_Location labeling records_
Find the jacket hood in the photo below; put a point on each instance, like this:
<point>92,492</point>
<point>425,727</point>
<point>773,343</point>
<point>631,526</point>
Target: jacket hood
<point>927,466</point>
---
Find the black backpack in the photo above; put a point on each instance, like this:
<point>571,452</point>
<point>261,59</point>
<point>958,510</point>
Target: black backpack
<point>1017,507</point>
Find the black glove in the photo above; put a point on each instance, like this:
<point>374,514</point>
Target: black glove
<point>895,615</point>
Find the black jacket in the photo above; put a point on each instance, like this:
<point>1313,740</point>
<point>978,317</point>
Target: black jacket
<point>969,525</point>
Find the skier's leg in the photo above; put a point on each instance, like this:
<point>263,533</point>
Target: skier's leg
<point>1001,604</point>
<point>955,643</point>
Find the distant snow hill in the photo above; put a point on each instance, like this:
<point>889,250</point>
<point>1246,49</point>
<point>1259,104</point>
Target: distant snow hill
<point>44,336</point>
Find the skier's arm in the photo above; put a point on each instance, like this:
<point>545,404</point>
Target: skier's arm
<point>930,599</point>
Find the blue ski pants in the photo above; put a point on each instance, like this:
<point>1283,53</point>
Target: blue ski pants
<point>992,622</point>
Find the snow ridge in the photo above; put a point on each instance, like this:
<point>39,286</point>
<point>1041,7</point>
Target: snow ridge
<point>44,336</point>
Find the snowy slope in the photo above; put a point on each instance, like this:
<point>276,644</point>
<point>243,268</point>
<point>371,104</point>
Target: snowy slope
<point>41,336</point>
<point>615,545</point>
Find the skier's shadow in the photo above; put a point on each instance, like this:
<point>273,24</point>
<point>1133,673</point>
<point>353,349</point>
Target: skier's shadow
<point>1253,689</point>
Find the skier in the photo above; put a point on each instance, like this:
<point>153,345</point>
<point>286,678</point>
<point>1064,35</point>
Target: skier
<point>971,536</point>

_PROMPT_
Please write out, character for character, the lines from the one containing "Find the jacket" through the one containing "<point>927,466</point>", both included.

_SOLUTION FOR THIS PROBLEM_
Find the jacket hood in the photo below; put a point on each instance, like this:
<point>92,492</point>
<point>425,727</point>
<point>773,343</point>
<point>631,526</point>
Target: jacket hood
<point>927,466</point>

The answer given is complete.